Items stored from a collection:
------------------------------------

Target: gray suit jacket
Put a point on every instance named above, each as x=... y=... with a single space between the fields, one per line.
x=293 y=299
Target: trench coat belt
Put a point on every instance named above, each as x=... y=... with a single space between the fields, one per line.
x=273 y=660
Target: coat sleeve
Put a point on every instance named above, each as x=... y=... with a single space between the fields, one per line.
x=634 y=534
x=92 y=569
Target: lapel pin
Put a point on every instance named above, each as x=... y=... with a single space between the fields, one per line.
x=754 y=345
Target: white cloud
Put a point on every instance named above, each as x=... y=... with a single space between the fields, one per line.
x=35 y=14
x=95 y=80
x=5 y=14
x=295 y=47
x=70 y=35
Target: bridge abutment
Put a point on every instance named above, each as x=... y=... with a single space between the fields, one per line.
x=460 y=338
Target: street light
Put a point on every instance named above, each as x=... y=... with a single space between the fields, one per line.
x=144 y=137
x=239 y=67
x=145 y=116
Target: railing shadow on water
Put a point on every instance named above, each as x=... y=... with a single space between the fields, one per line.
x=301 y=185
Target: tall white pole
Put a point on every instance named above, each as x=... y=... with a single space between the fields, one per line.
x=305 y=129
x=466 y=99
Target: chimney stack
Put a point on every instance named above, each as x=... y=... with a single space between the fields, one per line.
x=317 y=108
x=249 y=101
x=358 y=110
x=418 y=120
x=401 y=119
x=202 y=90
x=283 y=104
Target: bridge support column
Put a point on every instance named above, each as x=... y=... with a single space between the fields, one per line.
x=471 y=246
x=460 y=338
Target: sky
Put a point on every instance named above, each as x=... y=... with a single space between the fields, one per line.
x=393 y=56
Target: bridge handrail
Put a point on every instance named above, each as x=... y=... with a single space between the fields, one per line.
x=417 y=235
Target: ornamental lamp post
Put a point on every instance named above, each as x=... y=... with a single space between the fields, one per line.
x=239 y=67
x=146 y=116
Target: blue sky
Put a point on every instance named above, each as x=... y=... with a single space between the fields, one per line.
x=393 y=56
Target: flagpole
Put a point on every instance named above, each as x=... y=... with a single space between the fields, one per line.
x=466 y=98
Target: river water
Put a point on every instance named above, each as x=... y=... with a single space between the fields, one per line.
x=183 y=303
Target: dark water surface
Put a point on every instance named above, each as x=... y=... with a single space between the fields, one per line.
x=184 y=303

------------------------------------

Task requirements —
Please lay out every line of the records above as a Markdown table with two columns, No. for the row number and Line for the line itself, leaving out any blank lines.

Expected output —
| No. | Line |
|---|---|
| 1 | Target: gray suit jacket |
| 2 | Put a point on every instance named above, each as x=... y=... with a single space between the fields, one per line. |
| 3 | x=293 y=299 |
| 4 | Target: trench coat belt |
| 5 | Put a point on every instance named above, each as x=... y=... with a single space between the fields, one per line. |
| 6 | x=273 y=660 |
| 7 | Target: coat sleeve |
| 8 | Put a point on every instance named above, each as x=... y=... with a single space between the fields, one per line. |
| 9 | x=634 y=534 |
| 10 | x=92 y=569 |
| 11 | Target: lapel pin |
| 12 | Put a point on every instance named above, each as x=... y=... with a single space between the fields, one per line. |
| 13 | x=754 y=345 |
| 14 | Target: white cloud |
| 15 | Put a point on every instance named above, each as x=... y=... with a single space between the fields, one per line. |
| 16 | x=35 y=14 |
| 17 | x=95 y=80 |
| 18 | x=5 y=14 |
| 19 | x=295 y=47 |
| 20 | x=70 y=35 |
| 21 | Target: bridge abutment |
| 22 | Put a point on every instance named above, each as x=... y=... with a single space between the fields, one per line. |
| 23 | x=460 y=338 |
| 24 | Target: street light |
| 25 | Put a point on every instance named above, each as x=... y=... with a single space between the fields, one per line. |
| 26 | x=144 y=137 |
| 27 | x=239 y=67 |
| 28 | x=145 y=116 |
| 29 | Target: railing shadow on water |
| 30 | Put a point on every instance named above, each as x=... y=... with a single space between the fields, one per line. |
| 31 | x=301 y=185 |
| 32 | Target: tall white pole |
| 33 | Put a point on every instance named above, each as x=... y=... with a single space between the fields, one per line. |
| 34 | x=305 y=129 |
| 35 | x=466 y=99 |
| 36 | Target: chimney stack |
| 37 | Put a point on every instance named above, each as x=... y=... with a single space between the fields, one per line. |
| 38 | x=317 y=108 |
| 39 | x=249 y=101 |
| 40 | x=358 y=110 |
| 41 | x=418 y=120 |
| 42 | x=401 y=119 |
| 43 | x=202 y=90 |
| 44 | x=283 y=104 |
| 45 | Target: bridge support column |
| 46 | Put a point on every instance named above, each as x=... y=... with a single space between the fields, one per line. |
| 47 | x=471 y=246 |
| 48 | x=460 y=338 |
| 49 | Target: sky |
| 50 | Put a point on every instance named above, each as x=... y=... with a single space between the fields, one per line. |
| 51 | x=393 y=56 |
| 52 | Target: bridge handrail |
| 53 | Put a point on every instance named above, each as x=... y=... with a single space between the fields, one per line. |
| 54 | x=417 y=235 |
| 55 | Target: ornamental lamp post |
| 56 | Put a point on every instance named above, each as x=... y=... with a single space between the fields, one per line. |
| 57 | x=239 y=67 |
| 58 | x=146 y=116 |
| 59 | Target: blue sky |
| 60 | Put a point on every instance named above, each as x=... y=... with a single space between the fields, one per line. |
| 61 | x=393 y=56 |
| 62 | Target: flagpole |
| 63 | Put a point on every instance named above, each as x=... y=... with a single space between the fields, one per line. |
| 64 | x=466 y=98 |
| 65 | Target: river water |
| 66 | Put a point on every instance named above, each as x=... y=... with a single space between the fields, one per line. |
| 67 | x=183 y=303 |
| 68 | Target: dark water surface |
| 69 | Put a point on every instance named above, each as x=... y=... with a single space between the fields, one per line. |
| 70 | x=184 y=303 |